• _TEXT EXCERPT_
All of these patients had medical insurance. It’s not a question of uninsured patients, misuse of emergency room services or widespread institutional avarice. The problem in each situation is a practice known as “balance billing,” and it has been the subject of a growing number of lawsuits, alternative dispute resolution efforts and legislative advocacy throughout the country.

What is balance billing?



Balance billing refers to a physician's ability to charge the patient any outstanding balance after an insurance company submits its portion of the bill. Out-of-network physicians, not bound by contractual, in-network rate agreements, may bill patients for the entire remaining balance.

The practice has become startlingly more frequent. In 2018, according to a University of Chicago survey, 57 percent of American adults were affected by a surprise bill for care that they thought was covered by insurance. In 2015, a similar study put the figure at one third of privately-insured Americans. In 2011, it was roughly 3 percent.

Why the increase?

• _ACTIVITY LIST_
1. Which years does the balance billing text name?
2. Echo the balance billing text, starting at the words "The practice has" and stopping after "roughly 3 percent.".
3. In the balance billing text, what percentage of American adults did the 2018 University of Chicago survey find were affected by a surprise bill?
You won't need the items that come next.

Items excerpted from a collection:

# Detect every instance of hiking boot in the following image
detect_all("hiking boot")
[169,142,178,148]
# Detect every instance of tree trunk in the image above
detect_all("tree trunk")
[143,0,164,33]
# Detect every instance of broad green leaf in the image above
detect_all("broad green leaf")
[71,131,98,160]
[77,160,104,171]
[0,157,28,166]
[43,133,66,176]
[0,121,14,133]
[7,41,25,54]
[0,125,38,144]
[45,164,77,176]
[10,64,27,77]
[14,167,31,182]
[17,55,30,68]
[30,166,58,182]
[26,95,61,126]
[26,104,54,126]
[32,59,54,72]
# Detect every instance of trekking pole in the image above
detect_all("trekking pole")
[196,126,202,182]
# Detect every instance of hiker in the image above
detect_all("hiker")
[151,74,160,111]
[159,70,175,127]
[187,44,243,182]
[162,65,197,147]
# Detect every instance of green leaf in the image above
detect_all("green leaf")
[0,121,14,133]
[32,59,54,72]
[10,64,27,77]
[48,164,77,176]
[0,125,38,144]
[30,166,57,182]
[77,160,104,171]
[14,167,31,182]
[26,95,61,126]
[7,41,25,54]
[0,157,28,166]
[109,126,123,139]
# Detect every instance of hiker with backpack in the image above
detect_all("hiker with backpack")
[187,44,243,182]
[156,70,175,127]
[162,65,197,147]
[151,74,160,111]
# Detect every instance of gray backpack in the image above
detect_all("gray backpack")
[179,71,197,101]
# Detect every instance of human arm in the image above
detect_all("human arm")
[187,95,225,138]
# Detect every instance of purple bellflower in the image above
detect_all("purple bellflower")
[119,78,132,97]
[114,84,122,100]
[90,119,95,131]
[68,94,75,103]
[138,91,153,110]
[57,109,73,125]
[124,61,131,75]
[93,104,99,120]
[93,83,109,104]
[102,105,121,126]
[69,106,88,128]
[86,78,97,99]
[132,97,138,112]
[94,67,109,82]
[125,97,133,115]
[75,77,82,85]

• _ANSWERS BY ITEM NUMBER_
1. 2018, 2015, 2011

2.
The practice has become startlingly more frequent. In 2018, according to a University of Chicago survey, 57 percent of American adults were affected by a surprise bill for care that they thought was covered by insurance. In 2015, a similar study put the figure at one third of privately-insured Americans. In 2011, it was roughly 3 percent.

3. 57 percent